- _PROBLEM 1_
Please answer these questions about the court decision below:
(a) On what date did the Court of Appeals issue the decision under review?
(b) Which court issued the writ of possession, and in what month and year?
(c) What amount did the petitioner offer the bank to repurchase the property?

- _PROVIDED PASSAGE_
◇ ◇ ◇
516 Phil. 192

SECOND DIVISION

[ G.R. NO. 161524, January 27, 2006 ]

LAURA M. MARNELEGO, PETITIONER, VS. BANCO FILIPINO SAVINGS AND MORTGAGE BANK, RESPONDENT.

D E C I S I O N

PUNO, J.:

This is a petition for review of the decision of the Court of Appeals dated October 9, 2003 in CA-G.R. CV No. 71501 and its resolution dated December 30, 2003.

The facts are as follows:

In September 1980, Spouses Patrick and Beatrize Price and petitioner Laura Marnelego executed a Deed of Conditional Sale over a parcel of land located at Houston Street, BF Homes, Parañaque, Metro Manila and its improvements. The contract showed that the property was mortgaged to respondent Banco Filipino Savings and Mortgage Bank (Banco Filipino) and BF Homes, and that Spouses Price agreed to pay the amortizations for the first six months beginning August 1980 to January 1981 while petitioner would assume the succeeding amortizations.[1]

It appears, however, that when the parties faltered on the amortizations, respondent bank foreclosed the mortgage and acquired the property at public auction. It later consolidated the title to the property in its name after petitioner failed to redeem it. The Regional Trial Court of Makati issued a writ of possession in February 1984.[2]

In her letter dated June 15, 1984,[3] petitioner made an offer to Banco Filipino to repurchase the property for P310,000.00. The letter read:

June 15, 1984
Banco Filipino
Paseo de Roxas
Makati, Metro Manila

Attention: RICARDO GABRIEL
Assistant Manager
Real Estate Department

Dear Sir:

May I request for a reconsideration on the property located at Lots 17 and 19 Block 95, Barrio San Dionisio, Paranaque, Metro Manila which has been appraised by the bank at P362,000.00. The house needs repairs on the roof as it is leaking. The flooring needs new wood parquet, all the gutters needs [sic] to be replaced. There are cracks on the walls which needs [sic] new finishing. Aside from termites around the house which needs [sic] to be controlled. All of these I'm sure has been noticed by the bank[']s appraiser. In these [sic] connection therefore, I would like to offer P310,000.00 for the property.
◇ ◇ ◇
- _DATASET EXTRACT_
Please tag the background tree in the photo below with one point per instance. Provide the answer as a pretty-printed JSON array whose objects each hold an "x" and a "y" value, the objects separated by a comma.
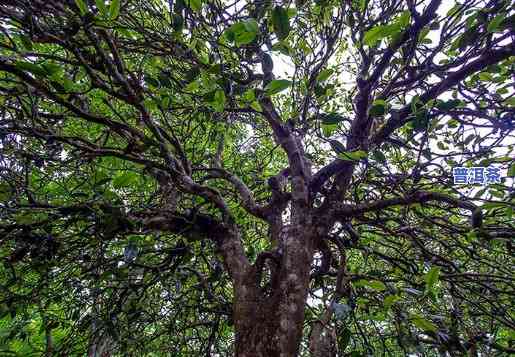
[{"x": 263, "y": 178}]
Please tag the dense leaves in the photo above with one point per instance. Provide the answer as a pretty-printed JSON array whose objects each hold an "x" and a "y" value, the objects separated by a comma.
[{"x": 182, "y": 177}]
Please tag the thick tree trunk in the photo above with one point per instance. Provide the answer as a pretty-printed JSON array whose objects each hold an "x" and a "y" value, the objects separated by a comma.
[{"x": 269, "y": 326}]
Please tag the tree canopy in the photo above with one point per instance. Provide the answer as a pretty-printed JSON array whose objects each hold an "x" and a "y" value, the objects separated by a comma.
[{"x": 256, "y": 178}]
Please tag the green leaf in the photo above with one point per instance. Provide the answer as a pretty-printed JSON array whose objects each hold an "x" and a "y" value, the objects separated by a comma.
[
  {"x": 329, "y": 129},
  {"x": 195, "y": 5},
  {"x": 324, "y": 75},
  {"x": 280, "y": 22},
  {"x": 251, "y": 25},
  {"x": 242, "y": 33},
  {"x": 353, "y": 155},
  {"x": 31, "y": 67},
  {"x": 219, "y": 101},
  {"x": 377, "y": 33},
  {"x": 337, "y": 146},
  {"x": 424, "y": 324},
  {"x": 448, "y": 105},
  {"x": 377, "y": 285},
  {"x": 390, "y": 300},
  {"x": 27, "y": 43},
  {"x": 378, "y": 108},
  {"x": 256, "y": 106},
  {"x": 101, "y": 6},
  {"x": 374, "y": 35},
  {"x": 277, "y": 85},
  {"x": 495, "y": 24},
  {"x": 123, "y": 179},
  {"x": 114, "y": 9},
  {"x": 249, "y": 95},
  {"x": 379, "y": 156},
  {"x": 83, "y": 8},
  {"x": 511, "y": 170},
  {"x": 431, "y": 278},
  {"x": 332, "y": 118}
]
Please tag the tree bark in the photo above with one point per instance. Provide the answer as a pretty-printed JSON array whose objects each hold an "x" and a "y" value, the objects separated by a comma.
[{"x": 269, "y": 326}]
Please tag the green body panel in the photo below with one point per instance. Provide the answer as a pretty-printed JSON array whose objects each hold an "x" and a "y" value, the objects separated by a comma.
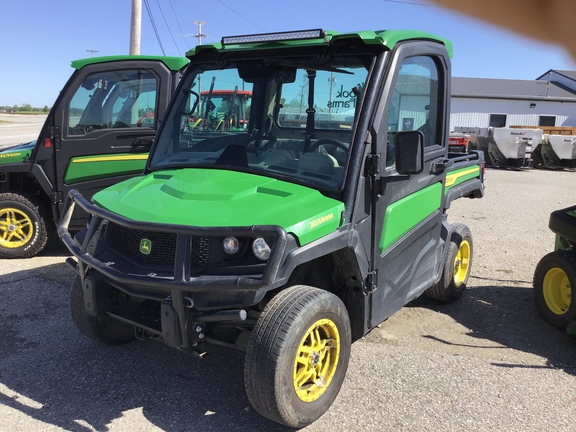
[
  {"x": 387, "y": 38},
  {"x": 219, "y": 198},
  {"x": 17, "y": 154},
  {"x": 172, "y": 63},
  {"x": 406, "y": 213},
  {"x": 87, "y": 168},
  {"x": 454, "y": 178}
]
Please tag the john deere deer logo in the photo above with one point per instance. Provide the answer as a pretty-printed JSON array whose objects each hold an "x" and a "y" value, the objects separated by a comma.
[{"x": 145, "y": 246}]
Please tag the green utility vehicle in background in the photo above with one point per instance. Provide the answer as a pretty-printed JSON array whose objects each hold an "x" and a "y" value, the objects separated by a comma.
[
  {"x": 555, "y": 275},
  {"x": 98, "y": 132},
  {"x": 297, "y": 233}
]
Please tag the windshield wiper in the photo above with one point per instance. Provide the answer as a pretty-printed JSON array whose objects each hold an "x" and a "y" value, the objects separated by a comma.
[{"x": 306, "y": 66}]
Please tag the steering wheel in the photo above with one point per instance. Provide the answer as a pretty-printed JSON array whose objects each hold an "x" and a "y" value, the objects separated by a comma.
[{"x": 328, "y": 141}]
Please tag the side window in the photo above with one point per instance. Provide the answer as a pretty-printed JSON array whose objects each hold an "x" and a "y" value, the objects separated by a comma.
[
  {"x": 113, "y": 99},
  {"x": 416, "y": 103}
]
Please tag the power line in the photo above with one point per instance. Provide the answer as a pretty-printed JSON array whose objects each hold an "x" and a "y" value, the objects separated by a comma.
[
  {"x": 154, "y": 26},
  {"x": 411, "y": 3},
  {"x": 200, "y": 35},
  {"x": 166, "y": 22},
  {"x": 240, "y": 15},
  {"x": 180, "y": 28}
]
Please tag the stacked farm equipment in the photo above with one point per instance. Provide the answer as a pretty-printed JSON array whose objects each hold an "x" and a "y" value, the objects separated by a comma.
[{"x": 520, "y": 147}]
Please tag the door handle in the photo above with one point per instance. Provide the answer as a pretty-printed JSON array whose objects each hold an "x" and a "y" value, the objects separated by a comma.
[{"x": 440, "y": 165}]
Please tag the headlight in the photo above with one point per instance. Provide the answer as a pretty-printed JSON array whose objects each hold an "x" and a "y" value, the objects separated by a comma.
[
  {"x": 261, "y": 249},
  {"x": 231, "y": 245}
]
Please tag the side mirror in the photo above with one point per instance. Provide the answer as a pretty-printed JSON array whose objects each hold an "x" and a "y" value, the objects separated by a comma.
[{"x": 409, "y": 152}]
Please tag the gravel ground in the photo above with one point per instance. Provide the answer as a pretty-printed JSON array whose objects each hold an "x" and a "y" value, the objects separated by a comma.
[{"x": 484, "y": 363}]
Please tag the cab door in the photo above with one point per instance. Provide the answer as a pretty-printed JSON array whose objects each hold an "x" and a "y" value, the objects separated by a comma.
[
  {"x": 407, "y": 238},
  {"x": 102, "y": 129}
]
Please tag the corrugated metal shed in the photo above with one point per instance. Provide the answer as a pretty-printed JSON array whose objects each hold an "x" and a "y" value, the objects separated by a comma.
[
  {"x": 489, "y": 88},
  {"x": 483, "y": 102}
]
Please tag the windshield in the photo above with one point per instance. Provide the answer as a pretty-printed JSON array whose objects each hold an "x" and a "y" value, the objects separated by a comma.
[{"x": 287, "y": 118}]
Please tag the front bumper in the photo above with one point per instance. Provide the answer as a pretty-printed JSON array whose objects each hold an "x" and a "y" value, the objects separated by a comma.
[{"x": 189, "y": 295}]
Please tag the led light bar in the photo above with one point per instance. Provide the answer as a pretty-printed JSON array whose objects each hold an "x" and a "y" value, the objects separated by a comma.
[{"x": 273, "y": 37}]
◇ ◇ ◇
- _PROBLEM 2_
Switch "tag" to "mark" in the records, from the line with "Please tag the front" up to and including the last line of the records. Give those lines again with nothing else changed.

- _FINAL RESULT 1_
(a) October 9, 2003
(b) The Regional Trial Court of Makati, in February 1984
(c) P310,000.00

- _FINAL RESULT 2_
Please mark the front bumper in the photo above with one point per instance. Provide the answer as a pretty-printed JSON array whose objects each hold an "x" and a "y" value, the objects separated by a comma.
[{"x": 189, "y": 295}]
Please mark the led light bar in the photo above with one point per instance. Provide the answer as a pretty-printed JSON array whose objects each hold an "x" and a "y" value, the objects separated by a comma.
[{"x": 273, "y": 37}]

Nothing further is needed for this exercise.